Glucocorticoids — Monthly IV glucocorticoid boluses, typically 1000 mg of methylprednisolone, were once used at many institutions for the treatment of primary or secondary progressive MS alone or in combination with other immunomodulatory or immunosuppressive medications. However, randomized trial data are limited and inconclusive regarding any benefit of glucocorticoids in combination with interferon beta (IFNB) preparations for RRMS [73-75]. Thus, the role of glucocorticoids combined with beta interferons or other agents for the treatment of RRMS remains uncertain.
Intravenous immune globulin — Although data are equivocal, there is no compelling evidence that IVIG is effective for patients with RRMS. Some [76-79] but not all [80] early clinical trials reported beneficial effects for IVIG in RRMS. However, these trials generally involved small numbers of patients, lacked complete data on clinical and MRI outcomes, or used questionable methodology [81]. A later multicenter placebo-controlled trial of 127 patients with RRMS found that IVIG treatment conferred no benefit for reducing relapses or new lesions on MRI [82].
Mitoxantrone — Mitoxantrone is approved for use in both relapsing-remitting and progressive forms of MS. However, because of cardiac toxicity, an increased risk of ovarian failure, male infertility, chromosomal aberrations, and promyelocytic leukemia, mitoxantrone should not be used to treat MS unless potential benefits greatly outweigh the risks [83,84]. Thus, mitoxantrone is considered only as a last resort for patients with rapidly advancing disease who have failed other therapies [85]. Due to these potential adverse effects, there is a maximum lifetime dose.

- REQUIREMENT A -
From the MS treatment text, return the passage from "Mitoxantrone — Mitoxantrone" up to and including "maximum lifetime dose.".
- REQUIREMENT B -
List every risk that the MS treatment text gives as a reason why mitoxantrone should not be used to treat MS unless the potential benefits greatly outweigh the risks.

- INFORMATION GIVEN -

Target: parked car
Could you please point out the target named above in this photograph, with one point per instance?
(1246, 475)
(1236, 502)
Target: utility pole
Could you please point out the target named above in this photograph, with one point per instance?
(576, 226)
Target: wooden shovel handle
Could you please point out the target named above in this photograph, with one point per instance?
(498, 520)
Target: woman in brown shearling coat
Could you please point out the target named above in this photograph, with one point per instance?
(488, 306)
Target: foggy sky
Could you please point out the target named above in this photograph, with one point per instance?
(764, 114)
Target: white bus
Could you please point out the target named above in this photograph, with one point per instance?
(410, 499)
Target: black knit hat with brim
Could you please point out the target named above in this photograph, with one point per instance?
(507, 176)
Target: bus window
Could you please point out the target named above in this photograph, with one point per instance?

- RESPONSE AREA A -
Mitoxantrone — Mitoxantrone is approved for use in both relapsing-remitting and progressive forms of MS. However, because of cardiac toxicity, an increased risk of ovarian failure, male infertility, chromosomal aberrations, and promyelocytic leukemia, mitoxantrone should not be used to treat MS unless potential benefits greatly outweigh the risks [83,84]. Thus, mitoxantrone is considered only as a last resort for patients with rapidly advancing disease who have failed other therapies [85]. Due to these potential adverse effects, there is a maximum lifetime dose.

- RESPONSE AREA B -
- Cardiac toxicity
- An increased risk of ovarian failure
- Male infertility
- Chromosomal aberrations
- Promyelocytic leukemia